WHAT IS ASKED: Print verbatim every line starting at the one that contains "heap in background?" and ending at the final line of the records; include both endpoints.

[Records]
++++++++++
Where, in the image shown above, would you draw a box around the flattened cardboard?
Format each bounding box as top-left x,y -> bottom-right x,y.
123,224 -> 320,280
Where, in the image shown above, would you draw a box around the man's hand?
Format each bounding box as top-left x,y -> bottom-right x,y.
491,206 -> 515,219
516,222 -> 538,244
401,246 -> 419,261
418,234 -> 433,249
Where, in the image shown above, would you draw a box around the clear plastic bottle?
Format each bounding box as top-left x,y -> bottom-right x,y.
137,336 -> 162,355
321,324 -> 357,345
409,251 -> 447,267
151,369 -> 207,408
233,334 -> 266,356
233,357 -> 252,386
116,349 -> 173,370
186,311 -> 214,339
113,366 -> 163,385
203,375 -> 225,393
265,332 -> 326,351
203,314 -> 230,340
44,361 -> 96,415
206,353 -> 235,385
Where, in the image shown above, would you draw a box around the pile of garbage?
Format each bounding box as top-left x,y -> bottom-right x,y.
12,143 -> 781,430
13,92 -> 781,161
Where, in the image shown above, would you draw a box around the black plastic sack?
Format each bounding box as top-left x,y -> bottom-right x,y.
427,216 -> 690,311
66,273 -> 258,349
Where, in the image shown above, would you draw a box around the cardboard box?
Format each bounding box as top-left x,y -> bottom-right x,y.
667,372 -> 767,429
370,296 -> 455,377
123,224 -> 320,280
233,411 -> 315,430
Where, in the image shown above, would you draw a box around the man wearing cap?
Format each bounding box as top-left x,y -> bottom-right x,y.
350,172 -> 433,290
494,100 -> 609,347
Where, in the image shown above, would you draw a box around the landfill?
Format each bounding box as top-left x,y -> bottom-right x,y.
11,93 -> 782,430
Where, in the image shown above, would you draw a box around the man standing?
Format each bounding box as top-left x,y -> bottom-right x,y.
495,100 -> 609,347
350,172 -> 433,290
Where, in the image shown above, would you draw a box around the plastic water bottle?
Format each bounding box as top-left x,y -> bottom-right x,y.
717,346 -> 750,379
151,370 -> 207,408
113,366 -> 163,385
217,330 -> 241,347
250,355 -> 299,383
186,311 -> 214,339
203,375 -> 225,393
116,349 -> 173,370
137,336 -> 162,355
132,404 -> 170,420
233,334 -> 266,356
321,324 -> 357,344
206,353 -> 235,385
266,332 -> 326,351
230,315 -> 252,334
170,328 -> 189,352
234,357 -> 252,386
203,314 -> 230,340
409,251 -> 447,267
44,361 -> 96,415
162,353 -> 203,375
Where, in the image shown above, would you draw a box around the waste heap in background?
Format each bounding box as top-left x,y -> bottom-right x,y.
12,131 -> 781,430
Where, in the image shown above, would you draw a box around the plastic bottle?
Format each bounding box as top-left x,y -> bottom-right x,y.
++++++++++
ANSWER FOR THIS EXERCISE:
Where, in the image shown above, would you draw a box around the waste heap in background?
Format each bounding box as top-left x,y -> bottom-right x,y.
12,131 -> 781,430
Where, in the image shown above, would you draw a box around the plastic bottle?
Format each bounding box as top-left x,y -> bottom-right x,y.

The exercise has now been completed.